# Excerto fornecido
▼

Se ainda há muito por saber acerca da COVID-19, uma das coisas que se sabe há muito, e que é esclarecida pelas autoridades de saúde, é que o vírus não se transmite sexualmente, pelo que os contactos íntimos não estão interditos, mais ainda, entre parceiros habituais desde que asseguradas medidas de higiene, como a lavagem e desinfeção das mãos e de brinquedos sexuais. Os que não vão tão longe, ocupam-se a alimentar o desejo e a satisfazer as suas fantasias sexuais online. Mesmo os mais púdicos, aqueles que não ponderam exposições online, afirmam que conversar com as/os amantes mantém uma certa noção de normalidade, a qual se perdeu nos últimos meses. Um escape que ajuda a manter a sanidade mental, o bem-estar físico e a esbater estados depressivos, principalmente quando os casais de amantes não de coíbem de procurar obter o orgasmo por via de sexo à distância, ou solitariamente.

A espera aumenta o desejo

Em comum, iniciantes e amantes efetivos que não arriscam contactos de proximidade ou intimidades em videochamadas, têm o estímulo de um encontro futuro, algo pelo qual anseiam e pelo qual vale a pena esperar. Uma espécie de prémio adiado, mas prometido, que permite continuar a aguentar a espera e a satisfazer o ego e a líbido. Nestes casos, as conversas tendem igualmente a ser mais longas, profundas e diversificadas, o que cria maiores e mais significativas áreas em comum entre os amantes, outrora mais dedicados a satisfazer o desejo. Eventualmente, no tão ansiado primeiro encontro físico, o à-vontade e o nível de intimidade serão beneficiados pelo muito que já previamente conhecem um do outro.

Espectável é um maior declínio nos encontros fortuitos e ocasionais, embora todos os dados disponíveis não sejam substantivos para validar pareceres.

Protocolos de segurança

Se é certo que todos conhecemos os sérios riscos pessoais e para a saúde pública da COVID-19, não é menos certo que há que garantir a saúde noutras esferas da existência humana, onde sanidade mental e bem-estar físico, emocional e sexual são de extrema importância. Quase um ano de isolamento alternado, de tímidos recomeços, titubeantes novas normalidades e de receios generalizados promove estados depressivos, enfado e ansiedade.

Assim, mais do que uma receita comum, talvez cada indivíduo, dentro das suas vicissitudes e contingências, deva elaborar um protocolo de segurança pessoal, que lhe permita cumprir as regras sanitárias sem prejuízo para a sua esfera emocional e sem comprometer a sua vida sexual. Deve definir um conjunto de regras que devem reger o seu comportamento social, o qual deve assegurar, em primeiro lugar, a salvaguarda da sua saúde e a de todos aqueles que o rodeiam e acautelar o cumprimento das normas vigentes, mas que lhe possibilite igualmente algumas liberdades que lhe permitam sentir-se vivo. Pode estabelecer, por exemplo, que se pode encontrar com pessoas com quem já estava evolvida/o física e sentimentalmente antes da pandemia, e com quem sente intimidade e confiança suficientes para exigir um teste ou qualquer outro tipo de código proteção. Pode determinar que os encontros não prescindirão de máscara, ou que não haverá lugar a beijos, ou qualquer outro entendimento que funcione para os dois.

Tudo isto pode parecer estranho e bizarro, mas não mais do que tudo o resto que por estes dias vivemos e experimentamos. Além disso, é bom estar disponível para adaptações e novas formas de fazer as coisas, mesmo o sexo, pois dificilmente o mundo voltará a ser igual ao que era.

▲

# Tarefas
[a] Segundo o excerto, que medidas de higiene devem ser asseguradas nos contactos íntimos entre parceiros habituais?
[b] Diga se cada afirmação concorda com o excerto e cite as palavras dele que o decidem. (i) O vírus da COVID-19 transmite-se por via sexual. (ii) Entre amantes que aguardam um encontro futuro, as conversas tendem a ser mais longas. (iii) Os dados disponíveis bastam para validar a previsão de declínio dos encontros fortuitos.

# Os dados

▼

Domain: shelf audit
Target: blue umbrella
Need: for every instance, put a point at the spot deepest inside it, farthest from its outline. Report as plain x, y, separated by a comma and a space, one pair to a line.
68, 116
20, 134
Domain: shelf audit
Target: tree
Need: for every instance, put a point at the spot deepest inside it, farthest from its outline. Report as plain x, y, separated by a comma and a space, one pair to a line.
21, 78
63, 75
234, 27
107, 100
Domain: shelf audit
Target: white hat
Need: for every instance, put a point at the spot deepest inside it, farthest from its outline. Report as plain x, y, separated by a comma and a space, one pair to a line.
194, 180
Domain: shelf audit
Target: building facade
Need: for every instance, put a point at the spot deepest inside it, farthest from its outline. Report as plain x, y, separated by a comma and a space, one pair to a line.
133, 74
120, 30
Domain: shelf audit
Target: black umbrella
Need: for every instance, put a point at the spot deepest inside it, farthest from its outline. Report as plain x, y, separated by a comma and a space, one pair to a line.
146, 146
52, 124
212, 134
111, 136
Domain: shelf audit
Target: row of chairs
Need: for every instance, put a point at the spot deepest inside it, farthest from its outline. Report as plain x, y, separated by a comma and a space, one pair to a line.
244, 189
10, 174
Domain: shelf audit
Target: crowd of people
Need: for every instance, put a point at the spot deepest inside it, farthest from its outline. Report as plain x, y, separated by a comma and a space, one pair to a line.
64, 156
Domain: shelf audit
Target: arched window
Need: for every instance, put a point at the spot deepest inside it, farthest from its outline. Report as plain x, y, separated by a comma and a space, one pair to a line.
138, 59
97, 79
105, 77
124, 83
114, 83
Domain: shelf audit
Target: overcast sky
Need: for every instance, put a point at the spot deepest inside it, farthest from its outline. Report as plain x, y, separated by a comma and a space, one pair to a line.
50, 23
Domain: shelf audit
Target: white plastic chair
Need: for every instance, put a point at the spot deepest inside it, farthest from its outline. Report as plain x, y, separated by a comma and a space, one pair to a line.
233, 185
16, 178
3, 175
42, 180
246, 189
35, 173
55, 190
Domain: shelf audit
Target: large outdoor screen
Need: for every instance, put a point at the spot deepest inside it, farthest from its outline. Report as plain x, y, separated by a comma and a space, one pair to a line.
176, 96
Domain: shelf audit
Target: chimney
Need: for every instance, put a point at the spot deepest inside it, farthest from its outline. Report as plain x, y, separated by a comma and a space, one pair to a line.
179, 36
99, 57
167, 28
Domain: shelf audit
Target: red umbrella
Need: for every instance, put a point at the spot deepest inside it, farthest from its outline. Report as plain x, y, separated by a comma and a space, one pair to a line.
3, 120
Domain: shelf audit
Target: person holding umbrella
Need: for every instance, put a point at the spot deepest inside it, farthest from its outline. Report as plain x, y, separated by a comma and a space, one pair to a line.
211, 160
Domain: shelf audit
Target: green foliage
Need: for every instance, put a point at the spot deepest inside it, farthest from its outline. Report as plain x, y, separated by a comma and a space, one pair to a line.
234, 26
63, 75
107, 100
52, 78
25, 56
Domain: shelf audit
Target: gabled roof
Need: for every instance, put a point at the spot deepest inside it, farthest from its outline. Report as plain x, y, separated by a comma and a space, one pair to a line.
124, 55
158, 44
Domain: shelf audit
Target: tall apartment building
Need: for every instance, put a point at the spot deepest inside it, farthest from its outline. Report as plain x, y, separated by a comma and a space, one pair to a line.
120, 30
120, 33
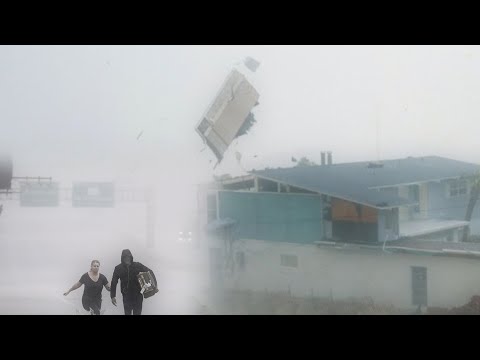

▲

# Respostas às tarefas
[a] A lavagem e desinfeção das mãos e de brinquedos sexuais.

[b]
(i) Não: "o vírus não se transmite sexualmente".
(ii) Sim: "as conversas tendem igualmente a ser mais longas, profundas e diversificadas".
(iii) Não: "todos os dados disponíveis não sejam substantivos para validar pareceres".